» **Source**:
========
I'd add GPUs and RAM sizes to that last. There are a huge number of computing tasks which fall into either the "throw more FPU at it" or the "throw more IO at it" categories. A lot of various techniques have been developed to optimize performance around certain bottlenecks but in the last 10 years we've gotten to a place where FPU cores cost a few cents each and thousands of them can be crammed into a single system, and where hundreds of gigabytes up to several terabytes of RAM are generally affordable and can be equipped into a single system. Going from a system that is hugely IO bound due to data living on spinning disks to a system where a huge multi-gigabyte database can just live in RAM 100% of the time and all other data is stored on SSDs is a several orders of magnitude speedup. And going from "you get one or two FPU ops per clock cycle" to "here's thousands of FPUs per clock cycle" has also translated into orders of magnitude improvements as well.

Additionally, software has gotten better. Nginx is just plain much more streamlined than Apache, and simple caching techniques have really increased the amount of boom for your buck you get with hardware these days, at least in the server space.

We are merely at the beginning of the CPU core arms race.

AMD will sell CPUs with at least 12 cores on a single die when 7nm arrives and maybe even up to 16 if we're lucky.

EUV is expected to scale to 1 nm at a minimum. It wouldn't surprise me if high end consumer desktops will have 64 cores and servers will have 2x 4x 64 cores for a total of 512 cores per server before the ride finally ends.
========
» **Material**:

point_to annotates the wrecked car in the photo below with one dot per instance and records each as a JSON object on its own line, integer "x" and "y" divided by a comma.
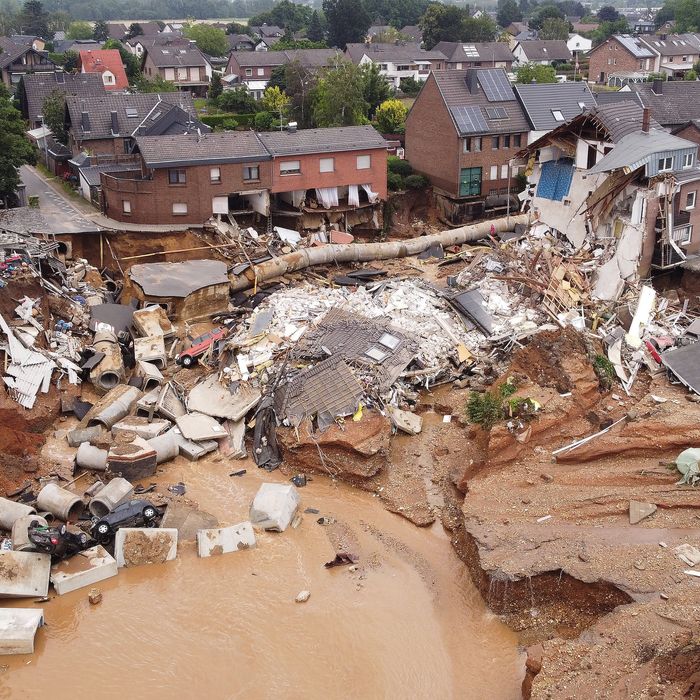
========
» **Exercise brief**: Reproduce verbatim the passage of the discussion of computing hardware above, starting at "Additionally, software has" and ending at "core arms race.".

» **Solution**:
Additionally, software has gotten better. Nginx is just plain much more streamlined than Apache, and simple caching techniques have really increased the amount of boom for your buck you get with hardware these days, at least in the server space.

We are merely at the beginning of the CPU core arms race.